AIM OF THE EXERCISE: Please copy out the passage below on the mind and the brain, word for word and in full.
------ PROVIDED PASSAGE ------
Within the psychological literature it has become commonplace to talk about the mind as a function of the working brain. Neurophysiological activity, in other words, is considered to be the ‘cause’ of the subjective experiences of the mind – how and why we think, feel, or act in the ways that we do. Indeed, we seem to have emerged from ‘the decade of the brain’ – the 1990’s and beyond – with a new understanding of what it means to be a human. Psychiatrists and pharmaceutical companies began claiming that mental illness were disorders of the brain, and it was not long before the phrase ‘chemical imbalance,’ became part of the layperson’s vernacular understanding of mental health. Even now, on a near daily basis, researchers are telling us that they have discovered the brain areas responsible for ‘curiosity,’ ‘morality,’ ‘love,’ ‘religiosity,’ and so on, presumably unveiling the working components of the human machine. More often than not, this emerging neuroscientific ‘evidence’ is additionally regarded as justification for researchers to speculate further about the evolutionary significance of these presumably hard-wired psychobiological capacities. All would seem to suggest that there is solid evidence to back up such claims. But is there? Or is the ‘evidence’ only valid if we accept certain theoretical or methodological assumptions? If so, what assumptions must we accept – and do we have reason to question them? If our theoretical and methodological assumptions are plagued with logical errors, then the all the ‘evidence’ in the world would not be enough to support many of the ‘scientific’ claims that are frequently being made.
Let us first agree on one point – that our biological nervous system must be somehow involved in the process that gives rise to the actions of the mind. That is, we cannot have a ‘mind’ unless we have a functioning nervous system. To think otherwise would entail some kind of ‘dualism’ – believing that the body and mind can exist independently of one another. Our believing, for example, that when the physical body dies, a separate part responsible for controlling the body (e.g. a soul), would not die with it, but would somehow transcend its physical limits. Such leaps of faith may be fine for the religious crowd, but they are not part of a rational or scientific approach to such matters. So we are not concerned here about whether the mind is tethered to the body (we will assume it is), but about accurately describing how they relate to one another.
------ SUPPLIED RECORDS ------
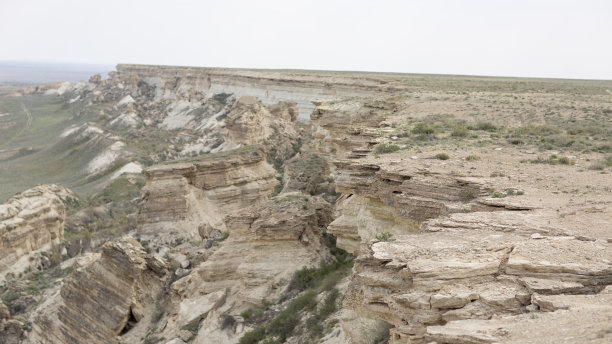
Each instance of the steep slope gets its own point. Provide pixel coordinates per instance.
(30, 222)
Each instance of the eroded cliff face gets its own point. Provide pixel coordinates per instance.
(269, 86)
(105, 298)
(395, 201)
(30, 221)
(267, 243)
(471, 246)
(442, 261)
(349, 128)
(191, 199)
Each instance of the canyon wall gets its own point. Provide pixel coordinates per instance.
(104, 298)
(31, 220)
(192, 198)
(271, 87)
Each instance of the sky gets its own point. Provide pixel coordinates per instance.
(536, 38)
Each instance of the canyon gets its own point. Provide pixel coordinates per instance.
(218, 205)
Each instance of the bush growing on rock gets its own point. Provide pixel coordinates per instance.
(384, 148)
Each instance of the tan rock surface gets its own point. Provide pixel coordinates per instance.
(182, 197)
(267, 243)
(31, 220)
(104, 299)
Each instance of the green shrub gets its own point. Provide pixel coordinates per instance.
(253, 337)
(384, 236)
(460, 131)
(423, 128)
(486, 126)
(442, 156)
(384, 148)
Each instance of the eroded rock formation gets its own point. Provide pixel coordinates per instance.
(183, 197)
(31, 220)
(105, 298)
(267, 243)
(442, 262)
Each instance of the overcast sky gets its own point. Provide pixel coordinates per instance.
(556, 38)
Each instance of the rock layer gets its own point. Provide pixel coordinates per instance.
(104, 298)
(30, 221)
(185, 196)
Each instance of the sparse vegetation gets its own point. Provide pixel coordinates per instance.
(384, 148)
(384, 236)
(442, 156)
(552, 160)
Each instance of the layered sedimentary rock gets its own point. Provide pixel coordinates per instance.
(182, 197)
(452, 265)
(30, 221)
(391, 201)
(421, 282)
(104, 299)
(349, 128)
(11, 330)
(266, 245)
(269, 86)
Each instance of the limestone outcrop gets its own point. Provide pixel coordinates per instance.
(267, 243)
(442, 261)
(11, 330)
(104, 299)
(395, 201)
(269, 86)
(183, 197)
(31, 220)
(349, 128)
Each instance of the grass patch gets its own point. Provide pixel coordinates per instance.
(385, 148)
(552, 160)
(442, 156)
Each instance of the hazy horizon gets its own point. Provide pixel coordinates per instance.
(543, 39)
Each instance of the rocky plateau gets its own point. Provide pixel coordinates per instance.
(244, 206)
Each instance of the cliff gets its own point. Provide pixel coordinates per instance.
(270, 86)
(104, 299)
(30, 221)
(180, 198)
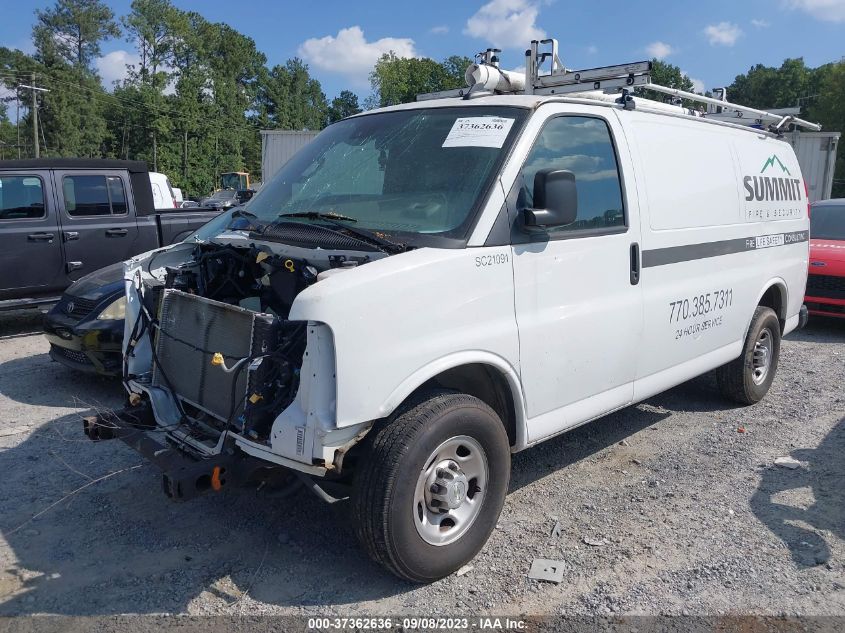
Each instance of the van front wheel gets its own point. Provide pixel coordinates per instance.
(430, 490)
(748, 378)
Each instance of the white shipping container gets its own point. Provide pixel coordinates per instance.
(816, 153)
(278, 147)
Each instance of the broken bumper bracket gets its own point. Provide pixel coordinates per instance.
(183, 476)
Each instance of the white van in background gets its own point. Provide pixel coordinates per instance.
(163, 195)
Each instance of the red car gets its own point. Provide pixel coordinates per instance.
(826, 281)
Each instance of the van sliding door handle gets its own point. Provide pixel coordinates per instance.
(635, 264)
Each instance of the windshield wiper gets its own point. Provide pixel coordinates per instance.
(335, 219)
(240, 212)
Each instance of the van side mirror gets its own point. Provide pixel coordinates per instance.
(555, 199)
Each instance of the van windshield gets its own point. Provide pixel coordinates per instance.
(827, 222)
(421, 174)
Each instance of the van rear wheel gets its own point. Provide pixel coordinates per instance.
------
ANSWER BOX:
Within the psychological literature it has become commonplace to talk about the mind as a function of the working brain. Neurophysiological activity, in other words, is considered to be the ‘cause’ of the subjective experiences of the mind – how and why we think, feel, or act in the ways that we do. Indeed, we seem to have emerged from ‘the decade of the brain’ – the 1990’s and beyond – with a new understanding of what it means to be a human. Psychiatrists and pharmaceutical companies began claiming that mental illness were disorders of the brain, and it was not long before the phrase ‘chemical imbalance,’ became part of the layperson’s vernacular understanding of mental health. Even now, on a near daily basis, researchers are telling us that they have discovered the brain areas responsible for ‘curiosity,’ ‘morality,’ ‘love,’ ‘religiosity,’ and so on, presumably unveiling the working components of the human machine. More often than not, this emerging neuroscientific ‘evidence’ is additionally regarded as justification for researchers to speculate further about the evolutionary significance of these presumably hard-wired psychobiological capacities. All would seem to suggest that there is solid evidence to back up such claims. But is there? Or is the ‘evidence’ only valid if we accept certain theoretical or methodological assumptions? If so, what assumptions must we accept – and do we have reason to question them? If our theoretical and methodological assumptions are plagued with logical errors, then the all the ‘evidence’ in the world would not be enough to support many of the ‘scientific’ claims that are frequently being made.
Let us first agree on one point – that our biological nervous system must be somehow involved in the process that gives rise to the actions of the mind. That is, we cannot have a ‘mind’ unless we have a functioning nervous system. To think otherwise would entail some kind of ‘dualism’ – believing that the body and mind can exist independently of one another. Our believing, for example, that when the physical body dies, a separate part responsible for controlling the body (e.g. a soul), would not die with it, but would somehow transcend its physical limits. Such leaps of faith may be fine for the religious crowd, but they are not part of a rational or scientific approach to such matters. So we are not concerned here about whether the mind is tethered to the body (we will assume it is), but about accurately describing how they relate to one another.